[[ THE DATA, beginning ]]
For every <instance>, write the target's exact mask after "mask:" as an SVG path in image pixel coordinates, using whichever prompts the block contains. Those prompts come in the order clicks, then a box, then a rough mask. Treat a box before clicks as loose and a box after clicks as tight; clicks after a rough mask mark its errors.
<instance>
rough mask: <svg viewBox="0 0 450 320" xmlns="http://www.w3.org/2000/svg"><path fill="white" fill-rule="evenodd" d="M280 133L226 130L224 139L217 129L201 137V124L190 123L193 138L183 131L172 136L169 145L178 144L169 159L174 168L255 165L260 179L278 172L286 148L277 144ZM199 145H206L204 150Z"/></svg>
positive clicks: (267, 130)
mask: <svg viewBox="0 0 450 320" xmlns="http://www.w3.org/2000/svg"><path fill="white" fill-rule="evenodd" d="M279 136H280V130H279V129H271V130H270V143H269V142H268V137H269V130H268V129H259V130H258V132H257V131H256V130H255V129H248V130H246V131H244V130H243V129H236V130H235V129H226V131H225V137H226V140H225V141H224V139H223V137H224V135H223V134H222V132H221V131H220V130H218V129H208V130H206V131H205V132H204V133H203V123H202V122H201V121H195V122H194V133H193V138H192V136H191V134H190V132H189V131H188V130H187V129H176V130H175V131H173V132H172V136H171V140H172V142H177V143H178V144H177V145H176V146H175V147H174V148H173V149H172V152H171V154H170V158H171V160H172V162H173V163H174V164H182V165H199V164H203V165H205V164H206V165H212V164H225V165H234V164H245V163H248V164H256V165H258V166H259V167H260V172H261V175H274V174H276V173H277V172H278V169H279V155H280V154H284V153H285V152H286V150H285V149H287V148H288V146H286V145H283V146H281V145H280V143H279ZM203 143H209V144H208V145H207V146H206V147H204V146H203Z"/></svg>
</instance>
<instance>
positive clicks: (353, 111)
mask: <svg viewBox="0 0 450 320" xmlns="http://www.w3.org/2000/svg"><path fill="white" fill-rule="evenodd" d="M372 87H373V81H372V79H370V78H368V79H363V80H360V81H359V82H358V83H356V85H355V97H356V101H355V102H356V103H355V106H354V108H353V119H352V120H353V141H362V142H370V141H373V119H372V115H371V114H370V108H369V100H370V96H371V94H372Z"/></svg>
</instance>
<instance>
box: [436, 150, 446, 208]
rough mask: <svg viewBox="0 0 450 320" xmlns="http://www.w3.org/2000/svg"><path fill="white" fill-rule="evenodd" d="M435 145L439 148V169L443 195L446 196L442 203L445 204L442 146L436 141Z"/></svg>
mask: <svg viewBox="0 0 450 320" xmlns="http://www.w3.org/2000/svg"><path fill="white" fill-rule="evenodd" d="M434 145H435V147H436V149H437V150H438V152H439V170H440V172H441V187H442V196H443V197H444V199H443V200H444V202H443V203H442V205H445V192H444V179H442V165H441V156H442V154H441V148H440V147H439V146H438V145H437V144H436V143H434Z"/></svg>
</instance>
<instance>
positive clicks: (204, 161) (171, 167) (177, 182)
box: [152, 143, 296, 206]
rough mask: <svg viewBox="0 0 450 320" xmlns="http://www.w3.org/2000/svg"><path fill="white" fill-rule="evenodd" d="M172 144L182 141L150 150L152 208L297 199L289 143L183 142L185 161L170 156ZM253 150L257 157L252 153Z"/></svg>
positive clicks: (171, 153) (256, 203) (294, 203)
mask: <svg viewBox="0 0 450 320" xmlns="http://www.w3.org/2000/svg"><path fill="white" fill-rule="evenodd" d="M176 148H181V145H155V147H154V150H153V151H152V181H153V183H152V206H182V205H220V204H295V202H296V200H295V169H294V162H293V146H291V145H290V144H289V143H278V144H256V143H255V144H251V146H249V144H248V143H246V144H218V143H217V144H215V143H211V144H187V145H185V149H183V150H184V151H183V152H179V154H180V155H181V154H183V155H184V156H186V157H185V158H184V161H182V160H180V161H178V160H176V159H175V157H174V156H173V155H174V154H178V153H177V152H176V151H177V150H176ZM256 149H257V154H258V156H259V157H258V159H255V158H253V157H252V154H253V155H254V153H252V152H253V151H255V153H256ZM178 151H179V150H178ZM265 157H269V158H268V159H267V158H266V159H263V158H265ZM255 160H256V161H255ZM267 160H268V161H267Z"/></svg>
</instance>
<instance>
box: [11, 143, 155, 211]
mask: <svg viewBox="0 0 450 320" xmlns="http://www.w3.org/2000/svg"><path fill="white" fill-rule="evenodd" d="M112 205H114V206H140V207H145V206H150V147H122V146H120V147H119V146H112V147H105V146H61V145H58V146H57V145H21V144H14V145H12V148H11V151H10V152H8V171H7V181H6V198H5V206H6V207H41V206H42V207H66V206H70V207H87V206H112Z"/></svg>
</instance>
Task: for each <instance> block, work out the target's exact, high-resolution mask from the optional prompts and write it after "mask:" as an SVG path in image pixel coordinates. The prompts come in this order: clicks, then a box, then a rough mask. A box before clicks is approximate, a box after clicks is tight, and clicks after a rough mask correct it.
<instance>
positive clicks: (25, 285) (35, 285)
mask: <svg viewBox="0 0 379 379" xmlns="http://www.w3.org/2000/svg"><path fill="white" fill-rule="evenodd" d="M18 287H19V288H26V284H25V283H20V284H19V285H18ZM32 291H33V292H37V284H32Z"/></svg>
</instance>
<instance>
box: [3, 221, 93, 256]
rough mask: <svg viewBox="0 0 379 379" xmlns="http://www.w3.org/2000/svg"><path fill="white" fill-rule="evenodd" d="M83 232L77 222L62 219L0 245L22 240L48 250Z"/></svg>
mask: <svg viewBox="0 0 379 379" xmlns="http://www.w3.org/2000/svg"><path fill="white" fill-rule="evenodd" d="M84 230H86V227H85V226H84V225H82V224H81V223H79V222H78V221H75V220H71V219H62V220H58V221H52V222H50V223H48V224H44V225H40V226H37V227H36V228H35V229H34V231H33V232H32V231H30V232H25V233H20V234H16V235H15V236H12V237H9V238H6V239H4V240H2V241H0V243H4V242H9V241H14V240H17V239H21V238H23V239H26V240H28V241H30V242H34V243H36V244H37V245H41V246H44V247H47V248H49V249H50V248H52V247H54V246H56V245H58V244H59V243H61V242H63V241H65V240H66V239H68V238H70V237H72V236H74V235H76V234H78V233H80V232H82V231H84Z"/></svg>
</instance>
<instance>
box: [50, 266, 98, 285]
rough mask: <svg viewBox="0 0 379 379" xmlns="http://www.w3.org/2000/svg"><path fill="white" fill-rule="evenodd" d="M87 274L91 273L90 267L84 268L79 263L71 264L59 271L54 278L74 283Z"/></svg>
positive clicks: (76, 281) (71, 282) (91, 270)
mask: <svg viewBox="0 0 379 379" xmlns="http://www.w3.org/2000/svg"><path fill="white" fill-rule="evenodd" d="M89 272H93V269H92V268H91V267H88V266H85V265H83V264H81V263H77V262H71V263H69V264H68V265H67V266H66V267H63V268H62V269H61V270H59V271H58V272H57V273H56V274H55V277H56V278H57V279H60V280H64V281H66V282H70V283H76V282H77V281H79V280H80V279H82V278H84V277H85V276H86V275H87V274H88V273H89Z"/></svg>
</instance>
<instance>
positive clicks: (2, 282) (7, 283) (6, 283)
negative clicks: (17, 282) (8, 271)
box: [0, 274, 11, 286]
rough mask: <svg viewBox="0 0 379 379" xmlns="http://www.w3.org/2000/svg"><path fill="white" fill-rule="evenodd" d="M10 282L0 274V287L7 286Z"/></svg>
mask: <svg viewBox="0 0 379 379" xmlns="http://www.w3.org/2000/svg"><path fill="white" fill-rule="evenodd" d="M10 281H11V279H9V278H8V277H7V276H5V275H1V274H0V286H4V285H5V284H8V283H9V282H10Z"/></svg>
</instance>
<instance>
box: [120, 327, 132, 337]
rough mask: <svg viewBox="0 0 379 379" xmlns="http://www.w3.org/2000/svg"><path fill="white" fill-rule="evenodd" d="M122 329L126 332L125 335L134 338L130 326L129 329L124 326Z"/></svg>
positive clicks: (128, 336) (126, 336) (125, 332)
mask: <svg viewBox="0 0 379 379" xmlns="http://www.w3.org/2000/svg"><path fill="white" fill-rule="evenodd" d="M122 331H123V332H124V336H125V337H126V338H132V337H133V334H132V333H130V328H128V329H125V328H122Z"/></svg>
[[ THE DATA, end ]]
● **EXERCISE OBJECTIVE**: Copy each line of the listing that contains "come".

● **WRITTEN RESPONSE**:
For every <instance>, write the target's exact mask after "mask:" as an SVG path in image pixel coordinates, using whichever prompts the block contains. Those prompts come in the order clicks, then a box, then a rough mask. Treat a box before clicks as loose and a box after clicks as tight; clicks after a rough mask mark its errors.
Task: for each <instance> block, work out the target's exact, high-resolution mask from the optional prompts and write it after "mask:" as an SVG path in image pixel coordinates. The prompts come in this order: clicks, then a box, then a rough mask. A box before clicks is approximate, a box after clicks is tight, and clicks after a rough mask correct it.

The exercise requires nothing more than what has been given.